Monday, May 10, 2021

Cannes 1984: Introduction

The Cannes Film Festival will take place in July this year (it's traditionally in May but there's a pandemic going on). While we wait, and over the next two weeks, this blog will publish translations of all the articles written by Serge Daney while covering the
1984 Cannes Film Festival for Libération

They will be published "in real time, thirty-seven years later", meaning on the same day of the year that they were published in 1984, giving a sense of Daney's  writing rhythm and (varying) quality. The twenty or so texts will go live on the blog shortly after 12 noon UK time. On some days, several texts will be posted (up to three).

A very special mention to Srikanth Srinivasan of The Seventh Art blog without whom these translations wouldn't have been possible. 

We begin with Daney's introduction to the chapter on Cannes 1984 in his book Ciné journal. In this series, you will find the texts from this chapter along with others from the volume 2 of La maison cinéma et le monde as well as some other pieces written for Liberation.

A Cannes festival

For the one for whom Cannes remains, above all, a film festival and that nothing should be “news” except films, the task is increasingly difficult. Maintaining the fiction of “instant criticism” and “on-the-spot reaction” is a gamble particularly strange since “on-the-spot” nothing happens apart from predictable and pre-sold things. Controversy has become rare and few of the “eagerly awaited” films have not already been seen in Paris private screenings before the festival. Yet, if the plight and raison d’être of the daily film critic is to write as best he can with his back as close to the wall as possible, in Cannes this plight becomes a little-known feat and a luxury on the verge of masochism. Thus, from 1982, when Libération decided to dedicate several daily pages for the Cannes Festival, the Cinema team has gotten used to seeing the return of the month of May as a test of their sporting abilities. 

A festival also has its advantages: for want of enjoyment of the films that one must report on and for want of witnessing the reaction of a real audience, it is still possible to measure the temperature of what flows in between the films and what gives a “state of things” in official world cinema. It is even tempting to keep a sort of public diary, made of speculative moods and theoretical hearsay, in short to take up the immodest project of a chronicle, and to name it “From the last row” in order to take a step back, even forcibly, from the feigned frenzy of the festival.

Introduction to the Cannes 1984 section of Ciné journal 1981-86, Paris, Cahiers du cinéma, 1986. Translation by Laurent Kretzschmar and Srikanth Srinivasan.

**PROBLEMS AND TASKS**
A – For each statement, say whether it agrees with the Cannes 1984 blog post, and quote the words that decide it: (i) the festival is being held in July that year instead of its usual May; (ii) the translated texts go live on the blog in the evening, UK time; (iii) Libération began dedicating several daily pages to the Cannes Festival in 1984.
B – Reproduce the Cannes 1984 blog post word for word, everything from "We begin with" down to "written for Liberation.".
The rows after this point are separate material with no connection to the Cannes 1984 blog post.

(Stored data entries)

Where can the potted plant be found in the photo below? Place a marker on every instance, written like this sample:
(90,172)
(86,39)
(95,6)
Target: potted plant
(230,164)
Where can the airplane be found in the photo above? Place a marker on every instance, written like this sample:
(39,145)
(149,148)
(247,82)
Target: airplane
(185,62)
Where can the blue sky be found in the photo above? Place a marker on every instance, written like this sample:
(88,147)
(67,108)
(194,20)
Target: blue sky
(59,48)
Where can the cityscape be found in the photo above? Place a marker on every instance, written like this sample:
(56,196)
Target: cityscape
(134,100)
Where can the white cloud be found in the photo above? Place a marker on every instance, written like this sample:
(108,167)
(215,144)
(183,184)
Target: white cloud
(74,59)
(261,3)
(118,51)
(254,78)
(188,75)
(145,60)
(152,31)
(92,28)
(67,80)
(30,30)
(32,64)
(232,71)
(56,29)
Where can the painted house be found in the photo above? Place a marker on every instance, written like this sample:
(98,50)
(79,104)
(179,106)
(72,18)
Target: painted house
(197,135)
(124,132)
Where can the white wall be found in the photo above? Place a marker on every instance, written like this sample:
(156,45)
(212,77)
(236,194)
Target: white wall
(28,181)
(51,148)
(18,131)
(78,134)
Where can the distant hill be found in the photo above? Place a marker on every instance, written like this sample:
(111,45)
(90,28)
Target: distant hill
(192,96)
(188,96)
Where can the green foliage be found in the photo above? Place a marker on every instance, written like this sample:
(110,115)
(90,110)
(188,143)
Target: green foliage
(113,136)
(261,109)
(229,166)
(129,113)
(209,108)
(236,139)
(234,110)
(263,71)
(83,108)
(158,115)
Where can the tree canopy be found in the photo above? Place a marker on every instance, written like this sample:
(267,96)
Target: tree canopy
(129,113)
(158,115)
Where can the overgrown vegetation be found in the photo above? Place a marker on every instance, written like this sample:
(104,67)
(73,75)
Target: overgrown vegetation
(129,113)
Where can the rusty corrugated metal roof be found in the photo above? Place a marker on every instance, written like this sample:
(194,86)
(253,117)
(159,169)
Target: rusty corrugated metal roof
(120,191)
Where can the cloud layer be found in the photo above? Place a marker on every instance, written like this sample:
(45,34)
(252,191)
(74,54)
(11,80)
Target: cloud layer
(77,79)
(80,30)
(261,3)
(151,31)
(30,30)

**SOLUTIONS BELOW**
A –
(i) Yes: "The Cannes Film Festival will take place in July this year (it's traditionally in May but there's a pandemic going on)."
(ii) No: "The twenty or so texts will go live on the blog shortly after 12 noon UK time."
(iii) No: "from 1982, when Libération decided to dedicate several daily pages for the Cannes Festival"

B –
We begin with Daney's introduction to the chapter on Cannes 1984 in his book Ciné journal. In this series, you will find the texts from this chapter along with others from the volume 2 of La maison cinéma et le monde as well as some other pieces written for Liberation.